Zitierter Text ->
________________________
Vom ewigen Rätsel der Zeit
André Behr in FALTER 42/2022 vom 21.10.2022 (S. 48)
Zu Beginn seines Buchs erinnert sich Guido Tonelli an seinen Großvater Emilio: wie dieser einst auf seinem kleinen Ackerstück nahe Florenz in Lo Scasso gerade am Umgraben war, als früh am Morgen das Licht plötzlich schwächer und es dunkel wurde. Sein Opa sei auf die Knie gesunken, in Tränen ausgebrochen und habe gebetet. „Das ist das Ende der Welt“, dachte er. Wie vielen Menschen vor und auch nach ihm war ihm nicht bewusst gewesen, dass es so etwas wie eine Sonnenfinsternis gibt.
Dieses sehr spezielle Naturphänomen, lernen wir heute in der Schule, können wir beobachten, falls wir uns bei Neumond im Kernschatten des Mondes befinden, wenn der auf seiner Umlaufbahn über uns gerade die Sonne verdeckt. Tonelli verwendet die Sonnenfinsternis als Einstieg in seine sehr inhaltsreiche Schilderung des Phänomens „Zeit“.
Der 1950 in einer kleinen Gemeinde der Toskana geborene Guido Tonelli studierte und lehrte an der Universität von Pisa Physik, er war am Auf- und Ausbau des 2008 in Betrieb genommenen Teilchenbeschleunigers Large Hadron Collider am Genfer Forschungsinstitut Cern beteiligt. 2012 erhielt er zusammen mit der CMS Collaboration, die Mitglieder der Teilchenphysik-Community aus der ganzen Welt zusammenbringt, den Special Fundamental Physics Prize für die Entdeckung des Higgs-Bosons, einem zentralen Baustein des Standardmodells der Teilchenphysik.
Als Autor allgemein verständlicher Bücher bekannt wurde der italienische Professor 2020 mit „Die Geschichte des Universums in sieben Tagen“. Jetzt nimmt er uns in „Chronos“ auf eine Reise zu den Ursprüngen der Zeit mit. Dabei dient ihm als Metapher der Gott desselben Namens, der in der griechischen Mythologie als Personifizierung der Zeit galt. Schon in der Antike wurde er oft mit dem Titanen Kronos gleichgesetzt, dem Sohn des Uranos und der Gaia, der die eigenen Kinder fraß.
Tonelli diskutiert, ob wir das unaufhaltsame Voranschreiten der Zeit jemals zum Stillstand bringen können, ob sich der sogenannte Zeitpfeil umdrehen lässt und ob die Zeit tatsächlich eine eigene Existenz hat – oder ob sie lediglich eine gewaltige Illusion ist.
Um in den Kern solcher Fragen vorzustoßen, vollzieht Guido Tonelli nach, wie unser Zeitsinn entstanden ist, und untersucht, wie sich Zeit für die materiellen Objekte um uns herum darstellt. Chronos zu stürzen sei ein immer wiederkehrender Traum der Menschheit, hält er fest und fragt: „Können wir uns von der Herrschaft des Chronos jemals befreien?“ Warum diese Antwort offen bleibt, erklärt er in seinem Buch lebendig und gut verständlich.
________________________
Bereitgestellte Daten ->
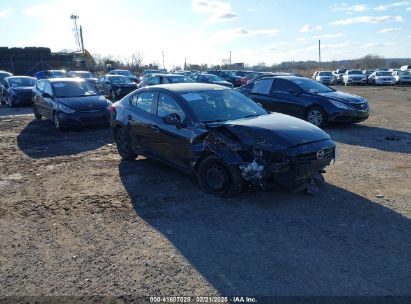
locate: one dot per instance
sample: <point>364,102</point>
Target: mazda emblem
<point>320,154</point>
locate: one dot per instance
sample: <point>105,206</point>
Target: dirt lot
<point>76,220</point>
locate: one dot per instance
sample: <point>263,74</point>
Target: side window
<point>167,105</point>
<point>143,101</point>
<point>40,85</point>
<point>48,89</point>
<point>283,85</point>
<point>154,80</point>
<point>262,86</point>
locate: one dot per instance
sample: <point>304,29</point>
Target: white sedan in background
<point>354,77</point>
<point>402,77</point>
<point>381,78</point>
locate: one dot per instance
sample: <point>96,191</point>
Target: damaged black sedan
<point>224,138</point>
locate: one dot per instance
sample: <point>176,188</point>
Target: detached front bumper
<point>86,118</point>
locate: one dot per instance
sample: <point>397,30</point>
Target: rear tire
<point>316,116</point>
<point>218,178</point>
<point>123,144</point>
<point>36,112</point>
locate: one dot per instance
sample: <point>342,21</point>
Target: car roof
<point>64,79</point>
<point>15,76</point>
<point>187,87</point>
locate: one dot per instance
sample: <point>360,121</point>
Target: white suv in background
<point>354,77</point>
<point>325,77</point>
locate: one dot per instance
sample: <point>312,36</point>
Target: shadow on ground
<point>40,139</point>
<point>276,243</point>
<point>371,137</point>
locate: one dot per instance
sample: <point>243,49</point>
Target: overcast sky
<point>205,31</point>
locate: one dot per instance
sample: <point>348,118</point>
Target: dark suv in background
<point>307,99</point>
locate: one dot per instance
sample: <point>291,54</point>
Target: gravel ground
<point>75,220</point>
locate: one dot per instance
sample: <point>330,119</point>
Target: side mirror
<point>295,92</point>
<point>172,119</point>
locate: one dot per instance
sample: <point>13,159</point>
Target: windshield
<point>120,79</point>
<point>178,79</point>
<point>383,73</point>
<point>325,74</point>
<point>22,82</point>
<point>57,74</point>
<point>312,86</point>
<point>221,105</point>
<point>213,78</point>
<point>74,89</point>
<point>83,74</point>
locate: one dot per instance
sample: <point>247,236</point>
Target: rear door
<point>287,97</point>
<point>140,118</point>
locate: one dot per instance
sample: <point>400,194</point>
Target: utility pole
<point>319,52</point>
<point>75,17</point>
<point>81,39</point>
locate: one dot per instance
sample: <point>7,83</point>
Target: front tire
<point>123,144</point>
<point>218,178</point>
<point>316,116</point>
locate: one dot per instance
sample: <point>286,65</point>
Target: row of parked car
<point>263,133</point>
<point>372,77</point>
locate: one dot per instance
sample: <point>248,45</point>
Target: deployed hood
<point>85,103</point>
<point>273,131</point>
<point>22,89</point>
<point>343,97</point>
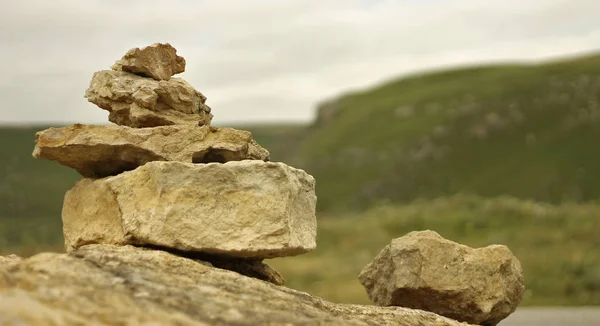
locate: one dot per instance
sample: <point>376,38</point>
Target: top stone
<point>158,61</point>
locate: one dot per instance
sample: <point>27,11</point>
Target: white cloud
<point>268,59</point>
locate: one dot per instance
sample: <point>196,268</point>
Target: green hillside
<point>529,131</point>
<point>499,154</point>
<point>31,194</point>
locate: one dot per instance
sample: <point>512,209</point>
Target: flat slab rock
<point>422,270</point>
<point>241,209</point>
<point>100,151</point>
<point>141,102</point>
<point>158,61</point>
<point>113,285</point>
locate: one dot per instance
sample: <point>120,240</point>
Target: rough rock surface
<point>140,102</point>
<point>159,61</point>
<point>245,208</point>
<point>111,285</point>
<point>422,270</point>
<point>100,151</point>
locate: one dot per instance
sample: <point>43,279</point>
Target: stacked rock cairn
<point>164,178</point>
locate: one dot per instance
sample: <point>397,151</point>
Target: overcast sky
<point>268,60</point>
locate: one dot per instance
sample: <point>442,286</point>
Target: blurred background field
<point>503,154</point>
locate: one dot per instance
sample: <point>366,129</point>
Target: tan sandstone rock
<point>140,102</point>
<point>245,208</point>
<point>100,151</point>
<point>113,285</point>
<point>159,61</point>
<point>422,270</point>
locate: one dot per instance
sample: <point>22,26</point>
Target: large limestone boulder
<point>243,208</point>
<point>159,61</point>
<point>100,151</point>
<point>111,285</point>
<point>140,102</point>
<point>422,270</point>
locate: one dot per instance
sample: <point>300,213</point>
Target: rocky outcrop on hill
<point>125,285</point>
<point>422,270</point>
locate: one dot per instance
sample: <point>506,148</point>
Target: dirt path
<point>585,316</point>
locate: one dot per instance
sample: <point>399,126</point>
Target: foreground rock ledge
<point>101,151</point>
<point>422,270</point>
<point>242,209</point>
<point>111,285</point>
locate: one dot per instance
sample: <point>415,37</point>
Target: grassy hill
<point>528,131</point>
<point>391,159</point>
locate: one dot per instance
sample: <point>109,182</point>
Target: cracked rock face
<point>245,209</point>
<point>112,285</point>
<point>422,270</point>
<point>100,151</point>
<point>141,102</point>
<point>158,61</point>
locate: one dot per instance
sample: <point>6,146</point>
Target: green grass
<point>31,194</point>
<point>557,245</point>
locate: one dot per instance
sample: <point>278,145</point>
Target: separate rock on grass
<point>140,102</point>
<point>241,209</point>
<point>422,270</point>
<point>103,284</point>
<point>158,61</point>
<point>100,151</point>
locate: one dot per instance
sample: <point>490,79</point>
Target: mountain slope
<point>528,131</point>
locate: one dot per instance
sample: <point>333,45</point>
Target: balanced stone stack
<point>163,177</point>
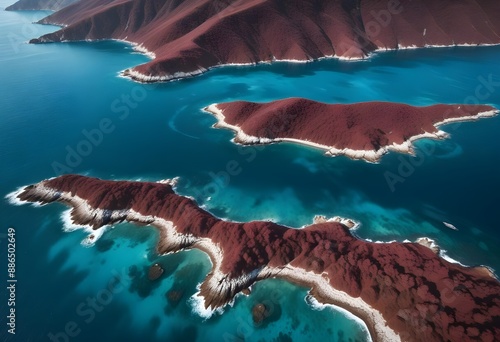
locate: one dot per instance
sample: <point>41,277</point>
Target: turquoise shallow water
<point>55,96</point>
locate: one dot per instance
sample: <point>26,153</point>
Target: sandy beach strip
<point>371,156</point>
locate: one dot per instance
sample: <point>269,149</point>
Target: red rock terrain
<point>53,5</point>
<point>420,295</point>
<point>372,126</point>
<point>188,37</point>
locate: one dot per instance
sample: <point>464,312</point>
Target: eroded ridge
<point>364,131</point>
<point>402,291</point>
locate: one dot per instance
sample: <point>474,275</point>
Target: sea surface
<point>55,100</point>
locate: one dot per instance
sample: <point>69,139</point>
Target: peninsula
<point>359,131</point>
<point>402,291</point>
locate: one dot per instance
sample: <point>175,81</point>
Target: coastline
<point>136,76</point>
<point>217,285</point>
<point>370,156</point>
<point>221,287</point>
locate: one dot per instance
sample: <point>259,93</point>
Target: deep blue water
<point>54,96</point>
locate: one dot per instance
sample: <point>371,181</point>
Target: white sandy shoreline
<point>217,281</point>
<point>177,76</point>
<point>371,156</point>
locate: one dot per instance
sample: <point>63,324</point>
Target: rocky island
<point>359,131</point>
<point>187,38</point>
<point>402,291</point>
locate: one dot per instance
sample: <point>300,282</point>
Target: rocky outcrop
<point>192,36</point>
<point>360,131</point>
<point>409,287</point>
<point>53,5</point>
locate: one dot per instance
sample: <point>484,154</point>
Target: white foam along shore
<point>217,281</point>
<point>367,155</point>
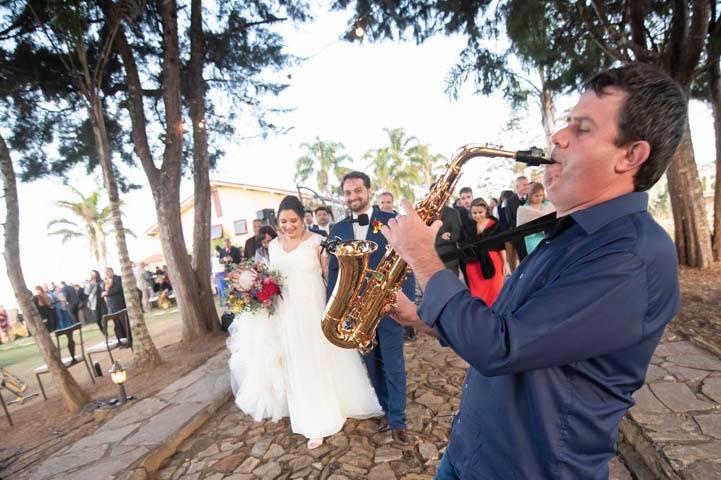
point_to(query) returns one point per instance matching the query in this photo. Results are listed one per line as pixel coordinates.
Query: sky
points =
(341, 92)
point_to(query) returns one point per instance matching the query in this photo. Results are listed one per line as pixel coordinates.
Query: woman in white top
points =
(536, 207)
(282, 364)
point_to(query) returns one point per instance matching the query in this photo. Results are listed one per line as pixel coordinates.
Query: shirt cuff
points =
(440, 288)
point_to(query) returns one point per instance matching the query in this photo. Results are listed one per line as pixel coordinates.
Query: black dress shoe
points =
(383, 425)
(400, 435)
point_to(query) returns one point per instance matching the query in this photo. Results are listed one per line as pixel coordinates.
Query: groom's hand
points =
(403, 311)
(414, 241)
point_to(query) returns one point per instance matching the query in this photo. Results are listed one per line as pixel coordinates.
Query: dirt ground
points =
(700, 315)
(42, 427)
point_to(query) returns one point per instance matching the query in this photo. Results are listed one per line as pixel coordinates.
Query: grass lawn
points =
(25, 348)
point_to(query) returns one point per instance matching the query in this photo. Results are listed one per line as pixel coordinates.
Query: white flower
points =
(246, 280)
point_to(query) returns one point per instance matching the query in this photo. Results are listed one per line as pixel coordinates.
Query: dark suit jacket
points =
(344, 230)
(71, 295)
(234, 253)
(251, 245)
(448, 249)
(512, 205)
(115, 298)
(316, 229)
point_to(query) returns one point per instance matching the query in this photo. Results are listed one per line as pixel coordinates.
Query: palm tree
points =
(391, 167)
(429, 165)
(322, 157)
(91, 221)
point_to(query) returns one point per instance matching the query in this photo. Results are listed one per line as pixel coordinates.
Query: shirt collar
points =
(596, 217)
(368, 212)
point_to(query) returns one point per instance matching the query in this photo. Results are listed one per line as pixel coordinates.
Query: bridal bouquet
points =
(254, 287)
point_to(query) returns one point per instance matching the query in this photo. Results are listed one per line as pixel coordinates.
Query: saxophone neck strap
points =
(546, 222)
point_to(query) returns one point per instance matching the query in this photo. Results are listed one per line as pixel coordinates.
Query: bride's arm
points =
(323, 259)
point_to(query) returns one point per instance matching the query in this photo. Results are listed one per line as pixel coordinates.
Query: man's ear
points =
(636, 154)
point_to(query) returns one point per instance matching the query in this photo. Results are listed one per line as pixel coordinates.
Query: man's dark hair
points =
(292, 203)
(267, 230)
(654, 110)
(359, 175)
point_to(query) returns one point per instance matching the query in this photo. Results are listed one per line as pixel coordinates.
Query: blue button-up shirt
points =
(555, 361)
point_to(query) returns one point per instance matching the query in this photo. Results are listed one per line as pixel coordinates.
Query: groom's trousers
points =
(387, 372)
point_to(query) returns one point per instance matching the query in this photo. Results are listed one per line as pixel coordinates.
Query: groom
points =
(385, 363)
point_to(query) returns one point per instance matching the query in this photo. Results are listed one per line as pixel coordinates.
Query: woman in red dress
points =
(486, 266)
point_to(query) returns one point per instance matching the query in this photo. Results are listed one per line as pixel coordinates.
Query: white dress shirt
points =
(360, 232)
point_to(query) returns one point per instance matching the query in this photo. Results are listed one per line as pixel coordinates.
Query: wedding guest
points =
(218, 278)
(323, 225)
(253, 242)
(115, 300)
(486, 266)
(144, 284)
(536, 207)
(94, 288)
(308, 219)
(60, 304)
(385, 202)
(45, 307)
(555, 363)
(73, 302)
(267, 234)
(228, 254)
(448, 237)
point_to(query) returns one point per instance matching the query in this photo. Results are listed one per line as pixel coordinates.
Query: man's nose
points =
________________________
Gelesenes anwenden ->
• A. Schreibe den Abschnitt der Rezension ab, der mit „Als Autor allgemein“ beginnt und bis „eigenen Kinder fraß.“ reicht, und tausche dabei „Kronos“ gegen „Saturn“ aus.
• B. Für welche Entdeckung erhielt Guido Tonelli laut der Rezension 2012 den Special Fundamental Physics Prize?
Die Zeilen braucht man für die Aufgaben nicht.

Lösungen ->
• A.
Als Autor allgemein verständlicher Bücher bekannt wurde der italienische Professor 2020 mit „Die Geschichte des Universums in sieben Tagen“. Jetzt nimmt er uns in „Chronos“ auf eine Reise zu den Ursprüngen der Zeit mit. Dabei dient ihm als Metapher der Gott desselben Namens, der in der griechischen Mythologie als Personifizierung der Zeit galt. Schon in der Antike wurde er oft mit dem Titanen Saturn gleichgesetzt, dem Sohn des Uranos und der Gaia, der die eigenen Kinder fraß.

• B. Für die Entdeckung des Higgs-Bosons.